TEXT PROVIDED:
The 15-room house is the first the CBA has owned in its own name. The group will make in lieu of tax payments instead of regular Cambridge levies.

"The tax issue was just an excuse. They should pick on the big institutions, not just bug on the leaf like us," Freedgood said.

For the past 22 years the CBA has held its meetings on the first floof of homes owned by Mr. and Mrs. John Mitchell.

"Two of the abutters are happy to see us move in. They did everything they could to dissuade them (other neighbors) from bothering us," Elsie P. Mitchell said yesterday.

Mitchell said people often won't sell real estate to religious associations. "You would expect Cambridge to be a place where there can be cultural and religious diversity, but I guess that isn't so," she said.

Mitchell added that question number 4 of Cambridge's November referendum, barring further exemptions for traditionally tax-exempt institutions buying real estate in Cambridge, is aimed at driving small religious groups out of the city.

People will interpret the question as an attempt to restrict Harvard expansion, she added. "They'll get an anti-Harvard contingent to vote for it, then beat us over the head with it," she said. "We've gotten people to write to city councilors, and they don't like it much."

ENTRIES PROVIDED:
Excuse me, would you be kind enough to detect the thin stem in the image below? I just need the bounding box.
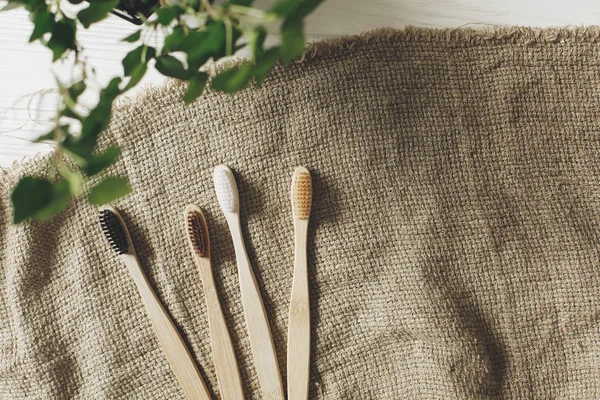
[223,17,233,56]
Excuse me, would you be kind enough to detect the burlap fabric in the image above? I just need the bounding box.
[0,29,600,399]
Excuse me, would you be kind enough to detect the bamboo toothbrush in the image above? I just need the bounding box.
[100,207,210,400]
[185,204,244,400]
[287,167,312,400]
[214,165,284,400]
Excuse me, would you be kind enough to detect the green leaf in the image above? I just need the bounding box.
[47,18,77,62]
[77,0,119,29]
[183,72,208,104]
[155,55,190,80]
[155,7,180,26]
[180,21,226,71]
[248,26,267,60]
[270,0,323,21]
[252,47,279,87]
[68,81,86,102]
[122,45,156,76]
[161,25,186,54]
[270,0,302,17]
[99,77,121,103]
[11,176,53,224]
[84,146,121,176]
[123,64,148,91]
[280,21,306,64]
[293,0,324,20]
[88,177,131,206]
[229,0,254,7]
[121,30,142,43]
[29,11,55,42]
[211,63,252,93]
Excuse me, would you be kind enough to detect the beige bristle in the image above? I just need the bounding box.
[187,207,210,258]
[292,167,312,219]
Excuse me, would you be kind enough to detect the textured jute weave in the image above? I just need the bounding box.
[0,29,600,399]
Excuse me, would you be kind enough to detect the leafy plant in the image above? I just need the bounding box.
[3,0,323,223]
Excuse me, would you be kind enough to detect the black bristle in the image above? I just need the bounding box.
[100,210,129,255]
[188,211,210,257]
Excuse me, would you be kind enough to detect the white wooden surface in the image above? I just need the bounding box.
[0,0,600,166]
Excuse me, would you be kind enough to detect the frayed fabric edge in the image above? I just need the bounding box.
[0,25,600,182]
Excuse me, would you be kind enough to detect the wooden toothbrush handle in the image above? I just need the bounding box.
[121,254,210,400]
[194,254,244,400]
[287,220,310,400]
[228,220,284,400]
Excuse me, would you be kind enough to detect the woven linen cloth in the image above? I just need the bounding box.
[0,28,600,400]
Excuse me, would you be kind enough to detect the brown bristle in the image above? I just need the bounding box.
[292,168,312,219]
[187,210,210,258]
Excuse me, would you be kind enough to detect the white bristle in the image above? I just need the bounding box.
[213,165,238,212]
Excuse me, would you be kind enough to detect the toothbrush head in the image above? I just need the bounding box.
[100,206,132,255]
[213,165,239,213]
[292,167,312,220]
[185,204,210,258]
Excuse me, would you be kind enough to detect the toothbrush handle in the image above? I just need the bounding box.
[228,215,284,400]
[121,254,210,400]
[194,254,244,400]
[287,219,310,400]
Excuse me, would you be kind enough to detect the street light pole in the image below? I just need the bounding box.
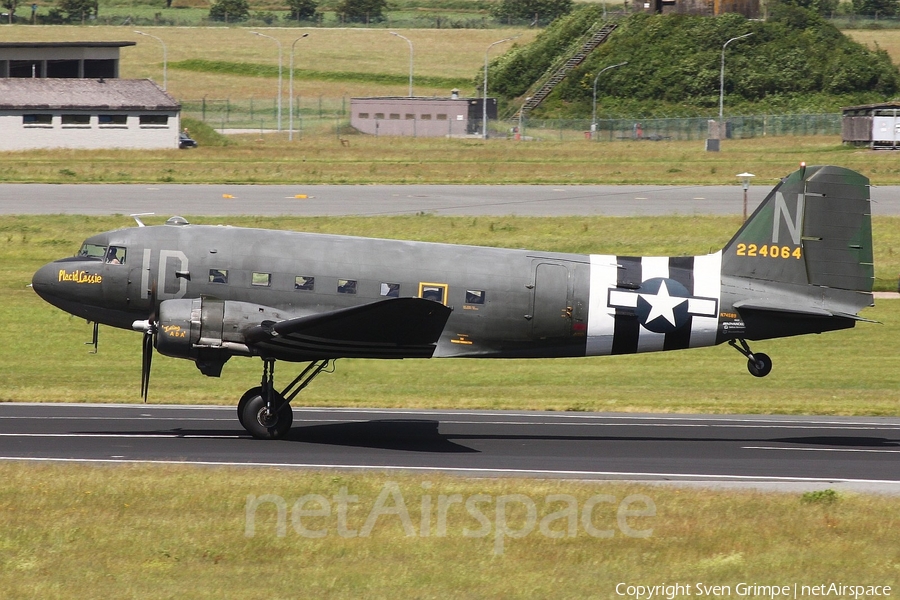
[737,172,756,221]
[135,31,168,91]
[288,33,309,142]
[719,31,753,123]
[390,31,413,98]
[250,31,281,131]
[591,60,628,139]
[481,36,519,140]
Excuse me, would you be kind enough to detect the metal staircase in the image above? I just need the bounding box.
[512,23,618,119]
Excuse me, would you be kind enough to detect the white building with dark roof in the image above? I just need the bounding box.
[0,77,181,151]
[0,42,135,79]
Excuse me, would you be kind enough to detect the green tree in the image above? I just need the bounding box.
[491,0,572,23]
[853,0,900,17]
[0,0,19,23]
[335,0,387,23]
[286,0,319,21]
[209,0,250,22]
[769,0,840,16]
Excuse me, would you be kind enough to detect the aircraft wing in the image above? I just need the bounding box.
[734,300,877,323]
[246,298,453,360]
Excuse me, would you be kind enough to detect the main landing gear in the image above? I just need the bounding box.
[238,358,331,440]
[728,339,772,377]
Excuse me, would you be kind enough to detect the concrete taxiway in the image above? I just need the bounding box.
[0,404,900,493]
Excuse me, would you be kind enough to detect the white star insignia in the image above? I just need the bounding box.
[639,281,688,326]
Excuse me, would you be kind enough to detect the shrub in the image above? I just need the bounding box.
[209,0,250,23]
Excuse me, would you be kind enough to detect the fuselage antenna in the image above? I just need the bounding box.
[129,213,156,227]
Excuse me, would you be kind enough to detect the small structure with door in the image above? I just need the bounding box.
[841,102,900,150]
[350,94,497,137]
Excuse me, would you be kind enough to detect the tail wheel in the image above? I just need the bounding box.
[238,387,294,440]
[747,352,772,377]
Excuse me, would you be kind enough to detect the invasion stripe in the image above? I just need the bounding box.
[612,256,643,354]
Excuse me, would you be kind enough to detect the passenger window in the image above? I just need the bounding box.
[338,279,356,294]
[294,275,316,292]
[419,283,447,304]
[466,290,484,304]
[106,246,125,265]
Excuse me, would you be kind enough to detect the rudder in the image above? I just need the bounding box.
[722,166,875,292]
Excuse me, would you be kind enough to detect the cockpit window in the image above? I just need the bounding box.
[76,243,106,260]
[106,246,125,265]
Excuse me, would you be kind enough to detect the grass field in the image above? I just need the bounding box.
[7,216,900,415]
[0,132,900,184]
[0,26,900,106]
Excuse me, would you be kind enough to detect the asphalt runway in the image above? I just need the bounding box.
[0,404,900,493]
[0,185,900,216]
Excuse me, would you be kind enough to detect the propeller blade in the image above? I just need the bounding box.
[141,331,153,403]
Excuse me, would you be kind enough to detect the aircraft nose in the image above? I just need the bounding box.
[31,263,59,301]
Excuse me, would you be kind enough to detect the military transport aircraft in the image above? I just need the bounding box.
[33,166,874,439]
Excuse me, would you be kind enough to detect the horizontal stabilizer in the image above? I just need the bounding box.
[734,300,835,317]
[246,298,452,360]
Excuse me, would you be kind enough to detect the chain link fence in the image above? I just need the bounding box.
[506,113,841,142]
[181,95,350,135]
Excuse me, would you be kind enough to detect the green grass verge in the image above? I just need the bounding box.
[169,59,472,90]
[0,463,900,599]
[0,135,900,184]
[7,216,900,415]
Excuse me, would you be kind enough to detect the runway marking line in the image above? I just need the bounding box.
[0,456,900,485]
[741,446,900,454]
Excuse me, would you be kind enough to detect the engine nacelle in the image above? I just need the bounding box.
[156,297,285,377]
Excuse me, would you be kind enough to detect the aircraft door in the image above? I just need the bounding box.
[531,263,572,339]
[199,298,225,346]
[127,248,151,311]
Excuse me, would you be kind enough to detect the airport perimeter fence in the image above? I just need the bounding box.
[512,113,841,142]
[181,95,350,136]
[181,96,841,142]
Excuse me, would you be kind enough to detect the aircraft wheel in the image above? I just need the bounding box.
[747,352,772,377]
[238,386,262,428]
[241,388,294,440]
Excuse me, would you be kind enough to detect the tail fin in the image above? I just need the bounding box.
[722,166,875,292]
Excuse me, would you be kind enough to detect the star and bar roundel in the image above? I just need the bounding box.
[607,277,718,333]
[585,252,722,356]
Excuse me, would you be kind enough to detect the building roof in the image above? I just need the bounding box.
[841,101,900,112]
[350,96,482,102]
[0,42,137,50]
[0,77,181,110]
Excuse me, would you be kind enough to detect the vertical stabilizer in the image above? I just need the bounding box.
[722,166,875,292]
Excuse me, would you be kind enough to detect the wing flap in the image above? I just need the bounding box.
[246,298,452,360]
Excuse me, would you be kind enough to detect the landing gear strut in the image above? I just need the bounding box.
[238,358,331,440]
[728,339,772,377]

TASK PROMPT: Reproduce, word for word, the passage of the excerpt about the CBA's new house that begins with the words containing "For the past" and ends with "Mitchell said yesterday.".

FULL RESPONSE:
For the past 22 years the CBA has held its meetings on the first floof of homes owned by Mr. and Mrs. John Mitchell.

"Two of the abutters are happy to see us move in. They did everything they could to dissuade them (other neighbors) from bothering us," Elsie P. Mitchell said yesterday.